=== Text ===
Für seinen Dokumentarfilm «Dream of Life» begleitete Filmemacher Steven Sebring die Sängerin Patti Smith elf Jahre lang. Der assoziative Bilderstrom ist eine cineastische Liebeserklärung an die amerikanische Musikerin mit dem rauen Charme.

Sie hockt in diesem Zimmer, das kaum Platz zum Treten lässt. Ein Raum wie eine Schatzkiste, ein Tempel, ein Altar. Hier hat sich Lebenszeit abgelagert, Schicht für Schicht: Fotografien, abgegriffene Taschenbuchausgaben von Blake, Hesse, Rimbaud. Eine schwarze Gitarre, ihr Lieblingskleid als sie noch Mädchen war, ein Rosenkranz, von dem ihr «jede Perle ein Traum» ist. Devotionalien und Nippes. Dinge, die ihr Halt geben, in die sie sich eingraben kann. Sie betastet all das behutsam, fast zärtlich, und erzählt der Kamera ihre Geschichte.

Privat scheu, auf der Bühne ein tobendes Tier

Elf Jahre hat Filmemacher Steven Sebring Patti Smith für seinen Film «Dream of Life» begleitet. Ein intimer, aber nie voyeuristischer Blick auf die «Godmother of Punk» – diese verwitterte Ikone mit ihren dürren Beinchen, den zotteligen Haaren und schlaksigem Cowboy-Gang. Den hat sie sich irgendwann einmal von Bob Dylan abgeguckt. Ein hübscher Junge, dachte sich auch der schwule Dichter Allan Ginsberg, als er sie das erste Mal sah. Scheu und verletzlich wirkt sie, wenn sie in Erinnerungen wühlt – doch über die Bühne tobt sie auch mit 66 Jahren noch wie ein zorniges Tier.

=== Daten zur Aufgabe ===
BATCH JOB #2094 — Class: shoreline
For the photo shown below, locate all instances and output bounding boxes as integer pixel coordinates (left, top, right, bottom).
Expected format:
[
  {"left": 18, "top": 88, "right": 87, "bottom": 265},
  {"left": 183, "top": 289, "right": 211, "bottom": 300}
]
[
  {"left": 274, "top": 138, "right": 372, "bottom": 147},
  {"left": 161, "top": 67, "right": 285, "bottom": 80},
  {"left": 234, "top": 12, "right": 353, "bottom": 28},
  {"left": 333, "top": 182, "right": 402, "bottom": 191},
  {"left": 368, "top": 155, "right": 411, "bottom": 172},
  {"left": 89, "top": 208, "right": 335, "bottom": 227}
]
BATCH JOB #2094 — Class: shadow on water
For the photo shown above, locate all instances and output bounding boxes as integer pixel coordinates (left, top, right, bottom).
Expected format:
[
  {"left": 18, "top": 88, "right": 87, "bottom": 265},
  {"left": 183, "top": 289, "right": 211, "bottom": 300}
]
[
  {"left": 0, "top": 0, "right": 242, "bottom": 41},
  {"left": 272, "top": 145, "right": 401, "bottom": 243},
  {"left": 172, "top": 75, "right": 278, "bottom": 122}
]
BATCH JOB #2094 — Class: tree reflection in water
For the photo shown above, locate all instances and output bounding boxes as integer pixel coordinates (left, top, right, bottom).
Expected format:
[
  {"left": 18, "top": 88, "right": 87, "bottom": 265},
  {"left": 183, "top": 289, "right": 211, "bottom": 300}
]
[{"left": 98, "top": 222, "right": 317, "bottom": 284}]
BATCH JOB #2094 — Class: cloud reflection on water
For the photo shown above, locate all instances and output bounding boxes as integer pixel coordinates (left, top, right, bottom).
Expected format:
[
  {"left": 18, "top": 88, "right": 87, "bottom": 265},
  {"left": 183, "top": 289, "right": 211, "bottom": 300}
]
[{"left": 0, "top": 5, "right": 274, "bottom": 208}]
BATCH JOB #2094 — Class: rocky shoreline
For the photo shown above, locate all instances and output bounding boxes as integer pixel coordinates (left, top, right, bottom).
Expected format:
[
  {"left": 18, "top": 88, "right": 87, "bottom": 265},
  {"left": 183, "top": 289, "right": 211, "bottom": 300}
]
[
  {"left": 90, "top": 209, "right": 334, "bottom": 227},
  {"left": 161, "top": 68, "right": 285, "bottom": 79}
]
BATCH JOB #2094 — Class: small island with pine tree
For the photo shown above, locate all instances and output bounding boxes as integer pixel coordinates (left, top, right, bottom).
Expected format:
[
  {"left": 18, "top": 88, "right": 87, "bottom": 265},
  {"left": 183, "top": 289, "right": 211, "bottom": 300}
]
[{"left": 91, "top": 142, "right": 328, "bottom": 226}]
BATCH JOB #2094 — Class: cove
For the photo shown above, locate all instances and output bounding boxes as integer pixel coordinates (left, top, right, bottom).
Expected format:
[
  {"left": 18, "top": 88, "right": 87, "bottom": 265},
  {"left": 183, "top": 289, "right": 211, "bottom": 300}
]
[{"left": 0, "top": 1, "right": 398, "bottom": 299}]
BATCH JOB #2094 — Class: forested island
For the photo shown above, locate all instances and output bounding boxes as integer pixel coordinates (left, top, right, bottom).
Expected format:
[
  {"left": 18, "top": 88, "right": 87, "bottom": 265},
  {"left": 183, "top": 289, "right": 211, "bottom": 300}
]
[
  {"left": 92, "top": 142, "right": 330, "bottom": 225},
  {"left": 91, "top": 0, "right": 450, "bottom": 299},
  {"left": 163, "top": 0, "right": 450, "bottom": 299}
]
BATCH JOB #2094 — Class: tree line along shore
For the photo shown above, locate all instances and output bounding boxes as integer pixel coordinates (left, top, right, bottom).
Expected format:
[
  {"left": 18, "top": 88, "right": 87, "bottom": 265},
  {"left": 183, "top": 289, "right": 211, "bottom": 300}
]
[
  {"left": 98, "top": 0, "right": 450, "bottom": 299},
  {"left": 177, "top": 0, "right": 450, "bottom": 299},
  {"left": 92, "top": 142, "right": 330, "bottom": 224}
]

=== Aufgabenstellung ===
(1) Gib bitte den Abschnitt des Textes wortgetreu aus, beginnend mit „Privat scheu, auf“ und weiter bis einschließlich „ein zorniges Tier.“.
(2) Führe jede Zeile der Auflistung unverändert auf, in der die Zeichenfolge „Class“ vorkommt. Groß- und Kleinschreibung sind dabei zu beachten.
Der Text und die Auflistung haben unterschiedliche Quellen.

=== Lösungen ===
(1)
Privat scheu, auf der Bühne ein tobendes Tier

Elf Jahre hat Filmemacher Steven Sebring Patti Smith für seinen Film «Dream of Life» begleitet. Ein intimer, aber nie voyeuristischer Blick auf die «Godmother of Punk» – diese verwitterte Ikone mit ihren dürren Beinchen, den zotteligen Haaren und schlaksigem Cowboy-Gang. Den hat sie sich irgendwann einmal von Bob Dylan abgeguckt. Ein hübscher Junge, dachte sich auch der schwule Dichter Allan Ginsberg, als er sie das erste Mal sah. Scheu und verletzlich wirkt sie, wenn sie in Erinnerungen wühlt – doch über die Bühne tobt sie auch mit 66 Jahren noch wie ein zorniges Tier.

(2)
BATCH JOB #2094 — Class: shoreline
BATCH JOB #2094 — Class: shadow on water
BATCH JOB #2094 — Class: tree reflection in water
BATCH JOB #2094 — Class: cloud reflection on water
BATCH JOB #2094 — Class: rocky shoreline
BATCH JOB #2094 — Class: small island with pine tree
BATCH JOB #2094 — Class: cove
BATCH JOB #2094 — Class: forested island
BATCH JOB #2094 — Class: tree line along shore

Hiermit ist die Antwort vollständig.